— Exercise input —
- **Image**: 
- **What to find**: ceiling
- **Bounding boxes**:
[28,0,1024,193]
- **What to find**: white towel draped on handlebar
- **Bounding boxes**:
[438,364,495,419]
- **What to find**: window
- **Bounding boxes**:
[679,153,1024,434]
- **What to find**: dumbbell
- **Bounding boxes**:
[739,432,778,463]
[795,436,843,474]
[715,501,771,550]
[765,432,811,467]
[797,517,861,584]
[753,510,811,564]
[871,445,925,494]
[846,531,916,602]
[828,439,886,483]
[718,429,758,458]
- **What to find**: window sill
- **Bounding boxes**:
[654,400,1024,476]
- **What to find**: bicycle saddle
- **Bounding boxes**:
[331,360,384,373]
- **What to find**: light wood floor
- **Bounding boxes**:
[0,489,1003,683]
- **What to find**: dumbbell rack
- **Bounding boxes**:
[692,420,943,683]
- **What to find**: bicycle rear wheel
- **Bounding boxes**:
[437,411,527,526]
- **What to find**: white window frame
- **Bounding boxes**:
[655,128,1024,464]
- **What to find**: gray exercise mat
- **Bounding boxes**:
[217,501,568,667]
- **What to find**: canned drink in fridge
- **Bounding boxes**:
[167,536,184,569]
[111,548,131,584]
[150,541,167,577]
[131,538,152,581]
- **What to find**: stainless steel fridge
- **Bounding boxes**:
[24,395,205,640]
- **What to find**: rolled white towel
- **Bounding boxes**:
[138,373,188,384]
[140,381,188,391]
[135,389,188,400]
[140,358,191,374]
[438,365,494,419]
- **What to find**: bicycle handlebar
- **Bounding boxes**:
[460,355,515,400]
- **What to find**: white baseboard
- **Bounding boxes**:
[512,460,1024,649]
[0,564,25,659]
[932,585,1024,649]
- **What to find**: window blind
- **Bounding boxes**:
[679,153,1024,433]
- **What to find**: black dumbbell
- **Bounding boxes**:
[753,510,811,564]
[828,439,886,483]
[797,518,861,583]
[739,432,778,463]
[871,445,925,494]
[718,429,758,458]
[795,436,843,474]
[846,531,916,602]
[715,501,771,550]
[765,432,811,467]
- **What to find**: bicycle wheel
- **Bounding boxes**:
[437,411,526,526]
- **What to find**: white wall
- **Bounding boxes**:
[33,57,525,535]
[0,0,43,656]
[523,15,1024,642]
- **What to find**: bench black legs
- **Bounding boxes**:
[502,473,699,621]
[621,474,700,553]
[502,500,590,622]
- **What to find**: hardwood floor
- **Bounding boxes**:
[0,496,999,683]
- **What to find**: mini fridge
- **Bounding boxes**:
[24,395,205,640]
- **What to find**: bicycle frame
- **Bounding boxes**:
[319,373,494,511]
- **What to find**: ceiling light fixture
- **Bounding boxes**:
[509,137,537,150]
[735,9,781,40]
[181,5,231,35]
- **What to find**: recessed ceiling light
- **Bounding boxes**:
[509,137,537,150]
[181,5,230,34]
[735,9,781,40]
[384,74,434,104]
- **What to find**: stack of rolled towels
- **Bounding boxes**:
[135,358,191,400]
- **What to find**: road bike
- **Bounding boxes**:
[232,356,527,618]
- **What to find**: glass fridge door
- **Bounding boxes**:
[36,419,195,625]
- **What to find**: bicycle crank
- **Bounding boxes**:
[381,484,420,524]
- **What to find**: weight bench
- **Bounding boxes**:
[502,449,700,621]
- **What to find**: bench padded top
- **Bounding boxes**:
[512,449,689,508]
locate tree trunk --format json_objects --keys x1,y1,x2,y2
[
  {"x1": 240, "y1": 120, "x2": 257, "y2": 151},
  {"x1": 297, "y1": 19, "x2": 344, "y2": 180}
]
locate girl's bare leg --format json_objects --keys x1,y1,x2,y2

— Set task —
Reproduce verbatim everything from the line containing "- **What to find**: bicycle handlebar" down to the line containing "[679,153,1024,433]", including both of those lines.

— The completed task —
- **What to find**: bicycle handlebar
- **Bounding boxes**:
[460,355,515,400]
- **What to find**: white baseboard
- **Bounding boxes**:
[512,460,1024,649]
[0,564,25,659]
[932,585,1024,649]
- **What to find**: window blind
- **Bounding boxes**:
[679,153,1024,433]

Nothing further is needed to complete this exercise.